◆ **REQUIRED ACTION**: Among the lines of the data, copy those that hold "tree".

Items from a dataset
-------
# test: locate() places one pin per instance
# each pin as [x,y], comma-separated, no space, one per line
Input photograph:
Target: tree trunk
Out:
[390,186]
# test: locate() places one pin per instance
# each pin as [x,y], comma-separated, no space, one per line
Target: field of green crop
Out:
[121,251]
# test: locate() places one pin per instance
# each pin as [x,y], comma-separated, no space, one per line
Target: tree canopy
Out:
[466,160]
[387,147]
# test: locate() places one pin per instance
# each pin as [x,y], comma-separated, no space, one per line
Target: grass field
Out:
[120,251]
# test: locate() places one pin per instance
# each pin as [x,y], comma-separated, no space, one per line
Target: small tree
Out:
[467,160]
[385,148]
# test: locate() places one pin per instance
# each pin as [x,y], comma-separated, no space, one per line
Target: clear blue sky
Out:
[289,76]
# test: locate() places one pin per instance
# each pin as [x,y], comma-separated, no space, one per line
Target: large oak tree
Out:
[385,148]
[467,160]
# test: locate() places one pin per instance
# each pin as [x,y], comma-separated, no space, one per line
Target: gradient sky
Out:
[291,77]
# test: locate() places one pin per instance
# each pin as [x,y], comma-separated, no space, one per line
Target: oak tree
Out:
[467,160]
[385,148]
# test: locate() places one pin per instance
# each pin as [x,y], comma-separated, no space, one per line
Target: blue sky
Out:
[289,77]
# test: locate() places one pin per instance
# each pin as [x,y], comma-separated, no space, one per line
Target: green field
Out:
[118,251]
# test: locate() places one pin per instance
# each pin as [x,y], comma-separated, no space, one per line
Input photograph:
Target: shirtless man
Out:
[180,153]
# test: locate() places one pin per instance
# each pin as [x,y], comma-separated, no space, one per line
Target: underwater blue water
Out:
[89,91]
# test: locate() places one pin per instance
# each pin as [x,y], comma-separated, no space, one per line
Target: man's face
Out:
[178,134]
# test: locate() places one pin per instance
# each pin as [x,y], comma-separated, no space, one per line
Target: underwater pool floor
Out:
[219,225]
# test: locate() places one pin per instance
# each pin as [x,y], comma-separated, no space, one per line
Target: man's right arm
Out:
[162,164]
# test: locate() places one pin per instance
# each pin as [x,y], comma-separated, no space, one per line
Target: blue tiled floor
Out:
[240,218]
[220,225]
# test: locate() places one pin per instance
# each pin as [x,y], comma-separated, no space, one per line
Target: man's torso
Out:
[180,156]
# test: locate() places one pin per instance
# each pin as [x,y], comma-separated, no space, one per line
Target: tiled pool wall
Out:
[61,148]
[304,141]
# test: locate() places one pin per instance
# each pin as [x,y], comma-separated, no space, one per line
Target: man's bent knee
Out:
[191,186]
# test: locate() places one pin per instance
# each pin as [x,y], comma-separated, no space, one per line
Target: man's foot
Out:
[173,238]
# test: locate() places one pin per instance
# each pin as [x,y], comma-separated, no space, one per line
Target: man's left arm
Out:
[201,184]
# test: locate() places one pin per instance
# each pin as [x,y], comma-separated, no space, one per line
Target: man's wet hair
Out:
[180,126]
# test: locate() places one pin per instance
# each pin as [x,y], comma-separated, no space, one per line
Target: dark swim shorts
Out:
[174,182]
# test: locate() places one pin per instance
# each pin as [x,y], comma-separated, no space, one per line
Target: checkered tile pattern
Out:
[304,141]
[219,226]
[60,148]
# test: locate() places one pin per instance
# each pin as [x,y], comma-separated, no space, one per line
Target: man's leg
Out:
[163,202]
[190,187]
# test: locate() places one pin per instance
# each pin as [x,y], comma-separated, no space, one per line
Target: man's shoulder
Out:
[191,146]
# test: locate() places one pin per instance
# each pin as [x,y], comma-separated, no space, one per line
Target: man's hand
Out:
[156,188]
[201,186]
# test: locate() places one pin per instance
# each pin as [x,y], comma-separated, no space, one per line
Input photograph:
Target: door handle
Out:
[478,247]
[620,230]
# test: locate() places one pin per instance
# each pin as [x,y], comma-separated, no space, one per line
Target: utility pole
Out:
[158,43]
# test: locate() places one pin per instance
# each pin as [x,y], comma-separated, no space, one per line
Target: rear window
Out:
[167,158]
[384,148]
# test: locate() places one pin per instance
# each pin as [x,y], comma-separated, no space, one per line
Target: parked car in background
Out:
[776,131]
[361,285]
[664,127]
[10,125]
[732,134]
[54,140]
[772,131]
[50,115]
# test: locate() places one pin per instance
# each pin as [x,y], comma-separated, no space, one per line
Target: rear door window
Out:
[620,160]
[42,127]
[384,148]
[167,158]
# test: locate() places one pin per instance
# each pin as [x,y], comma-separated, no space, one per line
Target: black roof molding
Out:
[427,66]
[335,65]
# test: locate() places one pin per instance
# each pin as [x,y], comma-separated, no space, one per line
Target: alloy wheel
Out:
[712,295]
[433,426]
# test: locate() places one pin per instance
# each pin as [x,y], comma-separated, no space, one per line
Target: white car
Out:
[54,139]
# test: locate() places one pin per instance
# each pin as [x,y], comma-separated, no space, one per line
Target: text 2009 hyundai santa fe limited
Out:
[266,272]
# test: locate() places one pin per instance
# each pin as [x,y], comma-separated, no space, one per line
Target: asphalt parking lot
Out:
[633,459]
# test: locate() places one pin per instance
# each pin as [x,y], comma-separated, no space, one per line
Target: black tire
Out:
-------
◆ **EXPECTED ANSWER**:
Target: tree trunk
Target: tree canopy
Target: small tree
Target: large oak tree
Target: oak tree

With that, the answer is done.